## [Text shown]
______________________________
By Gene Trainor, FAA Compliance & Airworthiness Division
The FAA is issuing new Special Airworthiness Information Bulletins (SAIBs) outlining how the rotorcraft community can voluntarily improve safety through FAA recommended actions and technology.
The SAIBs are part of the Rotorcraft Safety Promotion Concept (RSPC), an initiative that seeks to promote safety through voluntary compliance by highlighting rotorcraft safety features and designs. The first SAIB was issued Sept. 13, 2021, and covered preventing and mitigating the effects of bird strikes. The FAA’s Strategic Policy for Rotorcraft section plans to issue additional SAIBs through 2023, with the next focused on crash resistant fuel systems.
For those unfamiliar with SAIBs, these bulletins serve to alert, educate, and make recommendations typically regarding safety. They are published in the FAA’s Dynamic Regulatory System, more commonly known as DRS. It’s the FAA’s depository for regulatory guidance material (drs.faa.gov).
______________________________
## [Problem statement]
Retype the passage of the rotorcraft safety text from "The SAIBs are" up to and including "guidance material (drs.faa.gov).", word for word.
______________________________
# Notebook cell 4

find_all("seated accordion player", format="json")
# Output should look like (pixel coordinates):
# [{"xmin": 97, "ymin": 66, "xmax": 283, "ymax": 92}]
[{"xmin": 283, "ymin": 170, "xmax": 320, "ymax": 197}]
______________________________
## [Finished exercise]
The SAIBs are part of the Rotorcraft Safety Promotion Concept (RSPC), an initiative that seeks to promote safety through voluntary compliance by highlighting rotorcraft safety features and designs. The first SAIB was issued Sept. 13, 2021, and covered preventing and mitigating the effects of bird strikes. The FAA’s Strategic Policy for Rotorcraft section plans to issue additional SAIBs through 2023, with the next focused on crash resistant fuel systems.
For those unfamiliar with SAIBs, these bulletins serve to alert, educate, and make recommendations typically regarding safety. They are published in the FAA’s Dynamic Regulatory System, more commonly known as DRS. It’s the FAA’s depository for regulatory guidance material (drs.faa.gov).